:: Passage fourni
Le Cycle des Preux – Épopée Albanaise

“Le cycle des Preux est un ensemble de courtes épopées (Maximilian Lambertz parle de kurzepos) consacrées aux exploits de Muji, de son frère Halil ainsi que de leurs trente compagnons de Jutbinë (cité identifiée comme étant Udbina, aujourd’hui en Croatie). L’épopée albanaise ne fait plus de doute : avec son voyage dans les Balkans et son évolution multicentenaire dans les montagnes du nord de l’Albanie et du Kosovo, le cycle des preux est devenu une œuvre originale à part entière ; leur performance orale par les aèdes a été étudiée par le philologue américain Albert B. Lord qui est parvenu à démontrer que les grandes épopées d’Europe et d’Asie étaient les héritières non seulement d’une tradition orale, mais aussi d’une composition orale similaire à celle des épopées des Balkans.”

Abi Krasniqi

Paris, le 29 juin, 2021.
::::
:: Extraits de données
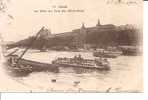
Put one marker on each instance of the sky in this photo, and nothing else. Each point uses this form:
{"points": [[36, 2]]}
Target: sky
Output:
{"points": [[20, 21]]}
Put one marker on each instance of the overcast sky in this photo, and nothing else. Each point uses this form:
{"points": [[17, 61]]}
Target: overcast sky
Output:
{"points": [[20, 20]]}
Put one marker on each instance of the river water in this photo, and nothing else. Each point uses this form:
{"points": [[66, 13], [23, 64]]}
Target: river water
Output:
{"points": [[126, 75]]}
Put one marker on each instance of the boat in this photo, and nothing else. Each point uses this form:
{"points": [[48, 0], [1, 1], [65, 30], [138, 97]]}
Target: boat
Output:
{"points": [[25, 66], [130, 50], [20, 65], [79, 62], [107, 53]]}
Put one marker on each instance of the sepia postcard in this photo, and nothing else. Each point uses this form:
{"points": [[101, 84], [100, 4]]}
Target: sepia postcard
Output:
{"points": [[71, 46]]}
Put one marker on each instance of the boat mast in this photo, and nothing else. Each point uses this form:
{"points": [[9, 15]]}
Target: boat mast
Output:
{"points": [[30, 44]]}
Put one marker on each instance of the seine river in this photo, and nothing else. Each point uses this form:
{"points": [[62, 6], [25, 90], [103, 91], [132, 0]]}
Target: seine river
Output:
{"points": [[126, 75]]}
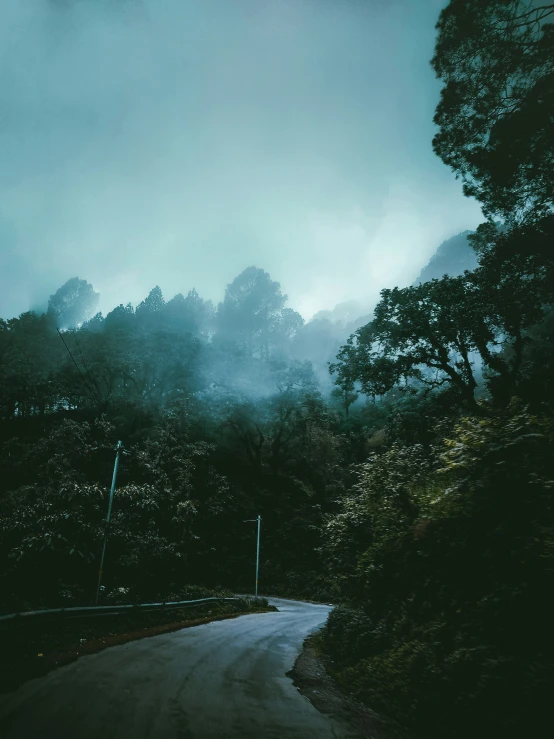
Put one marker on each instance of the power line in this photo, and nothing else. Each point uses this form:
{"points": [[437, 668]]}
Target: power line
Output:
::::
◆ **Travail à faire**
[A] Reprenez le texte sur le cycle des Preux depuis « Le Cycle des Preux – » jusqu'à « 29 juin, 2021. » inclus, en y remplaçant « aèdes » par « bardes ».
[B] Poursuivez le texte sur le cycle des Preux à partir de l'endroit où il s'arrête.
Les enregistrements ne sont d'aucune utilité ici.

◆ **Liste des réponses**
[A]
Le Cycle des Preux – Épopée Albanaise

“Le cycle des Preux est un ensemble de courtes épopées (Maximilian Lambertz parle de kurzepos) consacrées aux exploits de Muji, de son frère Halil ainsi que de leurs trente compagnons de Jutbinë (cité identifiée comme étant Udbina, aujourd’hui en Croatie). L’épopée albanaise ne fait plus de doute : avec son voyage dans les Balkans et son évolution multicentenaire dans les montagnes du nord de l’Albanie et du Kosovo, le cycle des preux est devenu une œuvre originale à part entière ; leur performance orale par les bardes a été étudiée par le philologue américain Albert B. Lord qui est parvenu à démontrer que les grandes épopées d’Europe et d’Asie étaient les héritières non seulement d’une tradition orale, mais aussi d’une composition orale similaire à celle des épopées des Balkans.”

Abi Krasniqi

Paris, le 29 juin, 2021.

[B]
Après plus de deux siècles de collectes, de publications et de traductions, la majeure partie des épopées des peuples du monde sont aujourd’hui accessibles au lecteur francophone. Nombre d’entre elles ont même été disséquées, étudiées et comparées ; des chercheurs du monde entier leur ont consacré leur carrière et leurs travaux ont donné lieu à bien des colloques et des symposiums. Rien de tout cela avec l’épopée albanaise, plus précisément le Cycle des Preux (Eposi i kreshnikëve) ! Et même avec l’ensemble des épopées des Balkans. Depuis l’enthousiasme qu’elles ont suscité chez les écrivains romantiques du xixe rien n’a été fait en langue française, ou presque.

Il est vrai que cette tradition était déjà sur le déclin quand la collecte systématique a commencé, dans les années 20-30, mais surtout après la Seconde Guerre Mondiale. Il est vrai aussi que la fermeture presque totale de l’Albanie pendant près d’un demi-siècle n’a pas aidé. Il est vrai enfin, que la langue albanaise elle-même est mal connue et a peu été étudiée en France. Mais tout ceci est aujourd’hui derrière nous et un premier travail de collection, de classification, de choix de textes et de traduction était devenu nécessaire. C’est chose faite, espérons-nous, avec cette anthologie de trente-quatre textes sélectionnés parmi un demi-millier de récits, comparés avec d’autres, traduits et annotés que nous présentons au lecteur.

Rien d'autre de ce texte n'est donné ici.